Nothing in the records should change; write them all out exactly.

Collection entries
--*--

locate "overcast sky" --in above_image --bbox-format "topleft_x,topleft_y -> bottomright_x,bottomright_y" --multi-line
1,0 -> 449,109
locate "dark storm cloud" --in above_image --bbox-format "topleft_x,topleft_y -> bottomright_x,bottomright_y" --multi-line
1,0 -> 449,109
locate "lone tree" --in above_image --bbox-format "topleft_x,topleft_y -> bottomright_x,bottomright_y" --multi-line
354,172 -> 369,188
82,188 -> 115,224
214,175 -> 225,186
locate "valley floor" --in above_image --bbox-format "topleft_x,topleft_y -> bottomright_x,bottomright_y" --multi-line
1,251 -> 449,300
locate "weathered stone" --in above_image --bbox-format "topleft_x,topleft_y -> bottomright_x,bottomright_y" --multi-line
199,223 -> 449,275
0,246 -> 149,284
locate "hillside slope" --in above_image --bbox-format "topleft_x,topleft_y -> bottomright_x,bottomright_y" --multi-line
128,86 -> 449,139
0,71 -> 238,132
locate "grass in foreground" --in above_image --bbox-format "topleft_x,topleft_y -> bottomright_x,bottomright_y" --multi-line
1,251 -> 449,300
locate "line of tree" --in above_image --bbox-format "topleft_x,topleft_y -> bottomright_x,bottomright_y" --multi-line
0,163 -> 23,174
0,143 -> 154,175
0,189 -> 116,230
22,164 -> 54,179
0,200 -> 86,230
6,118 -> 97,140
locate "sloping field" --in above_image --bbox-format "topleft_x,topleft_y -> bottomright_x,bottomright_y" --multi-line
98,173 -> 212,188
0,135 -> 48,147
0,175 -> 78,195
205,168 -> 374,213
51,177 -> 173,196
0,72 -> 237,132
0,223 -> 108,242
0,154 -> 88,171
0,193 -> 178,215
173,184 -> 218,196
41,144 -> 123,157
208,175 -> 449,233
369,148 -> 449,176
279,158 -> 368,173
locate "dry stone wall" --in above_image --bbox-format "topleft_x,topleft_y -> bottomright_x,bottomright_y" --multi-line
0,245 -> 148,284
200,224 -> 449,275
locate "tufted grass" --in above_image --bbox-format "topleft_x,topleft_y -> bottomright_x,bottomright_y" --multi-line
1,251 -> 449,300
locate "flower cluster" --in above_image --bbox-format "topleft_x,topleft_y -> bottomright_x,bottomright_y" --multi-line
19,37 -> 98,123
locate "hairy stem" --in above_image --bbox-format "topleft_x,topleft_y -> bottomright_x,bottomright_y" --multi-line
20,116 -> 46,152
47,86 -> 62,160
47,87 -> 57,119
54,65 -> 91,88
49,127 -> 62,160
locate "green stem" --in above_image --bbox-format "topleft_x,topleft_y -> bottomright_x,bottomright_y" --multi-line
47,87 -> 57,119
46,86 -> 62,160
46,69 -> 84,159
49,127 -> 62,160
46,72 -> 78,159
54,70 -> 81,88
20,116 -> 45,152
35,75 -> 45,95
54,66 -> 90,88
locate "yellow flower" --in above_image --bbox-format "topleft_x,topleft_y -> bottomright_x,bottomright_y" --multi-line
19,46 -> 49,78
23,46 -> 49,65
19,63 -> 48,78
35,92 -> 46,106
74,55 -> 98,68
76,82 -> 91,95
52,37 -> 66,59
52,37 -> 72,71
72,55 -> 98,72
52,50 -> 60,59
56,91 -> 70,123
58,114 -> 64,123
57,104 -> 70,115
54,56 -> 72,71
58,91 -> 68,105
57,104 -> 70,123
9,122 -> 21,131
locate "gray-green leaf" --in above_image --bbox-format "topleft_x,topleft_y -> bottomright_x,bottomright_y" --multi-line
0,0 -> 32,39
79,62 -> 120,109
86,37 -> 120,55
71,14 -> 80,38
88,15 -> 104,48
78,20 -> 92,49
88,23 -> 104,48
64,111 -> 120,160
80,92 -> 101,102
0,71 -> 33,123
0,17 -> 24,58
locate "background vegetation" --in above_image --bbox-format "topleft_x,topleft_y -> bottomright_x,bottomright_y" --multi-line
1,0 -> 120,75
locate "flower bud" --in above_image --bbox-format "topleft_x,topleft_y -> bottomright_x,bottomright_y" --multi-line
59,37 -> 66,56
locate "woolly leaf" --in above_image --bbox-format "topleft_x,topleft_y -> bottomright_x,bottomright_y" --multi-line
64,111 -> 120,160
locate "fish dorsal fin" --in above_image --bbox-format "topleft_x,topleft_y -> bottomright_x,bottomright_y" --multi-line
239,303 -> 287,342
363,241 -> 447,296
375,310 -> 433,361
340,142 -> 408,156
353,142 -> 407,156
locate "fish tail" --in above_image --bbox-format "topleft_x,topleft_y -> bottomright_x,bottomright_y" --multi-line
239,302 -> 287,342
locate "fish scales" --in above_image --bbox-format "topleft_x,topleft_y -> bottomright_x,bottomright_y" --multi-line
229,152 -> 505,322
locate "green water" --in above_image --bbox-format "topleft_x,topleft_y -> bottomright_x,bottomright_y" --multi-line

--*--

▸ **OUTPUT BELOW**:
locate "overcast sky" --in above_image --bbox-format "topleft_x,topleft_y -> bottomright_x,bottomright_y" --multi-line
1,0 -> 449,109
locate "dark storm cloud" --in above_image --bbox-format "topleft_x,topleft_y -> bottomright_x,bottomright_y" --multi-line
1,0 -> 449,109
locate "lone tree" --in above_image --bbox-format "topleft_x,topleft_y -> bottomright_x,bottomright_y" --multi-line
354,172 -> 369,188
82,188 -> 115,224
214,175 -> 225,186
locate "valley floor" --in above_image --bbox-format "topleft_x,topleft_y -> bottomright_x,bottomright_y" --multi-line
1,251 -> 449,300
locate "weathered stone" --in above_image --bbox-format "topleft_x,topleft_y -> bottomright_x,bottomright_y" --multi-line
199,223 -> 449,275
0,246 -> 149,284
locate "hillside slope" --in above_image --bbox-format "topleft_x,topleft_y -> bottomright_x,bottomright_y" --multi-line
128,86 -> 449,139
0,71 -> 238,132
locate "grass in foreground" --in above_image --bbox-format "topleft_x,topleft_y -> bottomright_x,bottomright_y" --multi-line
1,251 -> 449,300
locate "line of tree" --in above_image --bbox-format "topleft_x,topleft_y -> bottomright_x,bottomright_y" --multi-line
0,163 -> 23,174
0,143 -> 154,175
0,189 -> 116,230
22,164 -> 54,179
0,200 -> 86,230
6,118 -> 97,140
locate "sloping field" --in above_image --bbox-format "topleft_x,topleft_y -> bottomright_x,bottomright_y" --multi-line
98,173 -> 212,188
0,135 -> 48,147
0,175 -> 78,195
205,168 -> 374,213
51,177 -> 173,196
0,72 -> 237,132
0,223 -> 108,242
0,154 -> 88,171
0,193 -> 178,215
173,184 -> 218,196
41,144 -> 123,157
208,175 -> 449,233
369,148 -> 449,176
279,158 -> 368,173
locate "dry stone wall" --in above_image --bbox-format "topleft_x,topleft_y -> bottomright_x,bottomright_y" --multi-line
0,245 -> 148,284
200,224 -> 449,275
locate "tufted grass" --in above_image --bbox-format "topleft_x,topleft_y -> bottomright_x,bottomright_y" --multi-line
1,251 -> 449,300
locate "flower cluster" --in above_image --bbox-format "topleft_x,topleft_y -> bottomright_x,bottomright_y" --multi-line
19,37 -> 98,123
locate "hairy stem" --in above_image --bbox-format "topleft_x,topleft_y -> bottomright_x,bottomright_y" --multi-line
20,116 -> 46,152
47,86 -> 62,160
47,87 -> 57,119
54,65 -> 91,88
49,127 -> 62,160
locate "green stem" --in above_image --bbox-format "topleft_x,topleft_y -> bottomright_x,bottomright_y" --multi-line
47,87 -> 57,119
46,86 -> 62,160
46,69 -> 84,159
49,127 -> 62,160
46,72 -> 78,159
54,70 -> 81,88
20,116 -> 45,152
35,75 -> 45,95
54,66 -> 90,88
locate "yellow flower" --in above_image --bbox-format "topleft_x,topleft_y -> bottomright_x,bottomright_y" --multi-line
19,46 -> 49,78
23,46 -> 49,65
19,63 -> 48,78
35,92 -> 46,106
74,55 -> 98,68
76,82 -> 91,95
52,37 -> 66,59
52,37 -> 72,71
72,55 -> 98,72
52,50 -> 60,59
56,91 -> 70,123
58,114 -> 64,123
57,104 -> 70,115
54,56 -> 72,71
58,91 -> 68,105
57,104 -> 70,123
9,122 -> 21,131
locate "gray-green leaf" --in above_image --bbox-format "topleft_x,topleft_y -> bottomright_x,bottomright_y" --multi-line
0,0 -> 32,39
79,62 -> 120,109
86,37 -> 120,55
71,14 -> 80,38
88,15 -> 104,48
78,20 -> 92,49
88,23 -> 104,48
64,111 -> 120,160
80,92 -> 101,102
0,71 -> 33,123
0,17 -> 24,58
locate "background vegetation" --in above_image --bbox-format "topleft_x,topleft_y -> bottomright_x,bottomright_y" --multi-line
1,0 -> 120,75
locate "flower bud" --in above_image --bbox-format "topleft_x,topleft_y -> bottomright_x,bottomright_y" --multi-line
59,37 -> 66,56
locate "woolly leaf" --in above_image --bbox-format "topleft_x,topleft_y -> bottomright_x,bottomright_y" --multi-line
64,111 -> 120,160
locate "fish dorsal fin" --in above_image --bbox-format "topleft_x,topleft_y -> bottomright_x,bottomright_y" --multi-line
239,303 -> 287,342
363,241 -> 447,296
375,310 -> 433,361
340,142 -> 408,156
353,142 -> 407,156
locate "fish tail" --in above_image --bbox-format "topleft_x,topleft_y -> bottomright_x,bottomright_y" --multi-line
239,302 -> 287,342
locate "fish scales" --in above_image --bbox-format "topleft_x,topleft_y -> bottomright_x,bottomright_y" --multi-line
229,152 -> 505,322
locate "green water" --in above_image --bbox-format "topleft_x,topleft_y -> bottomright_x,bottomright_y" --multi-line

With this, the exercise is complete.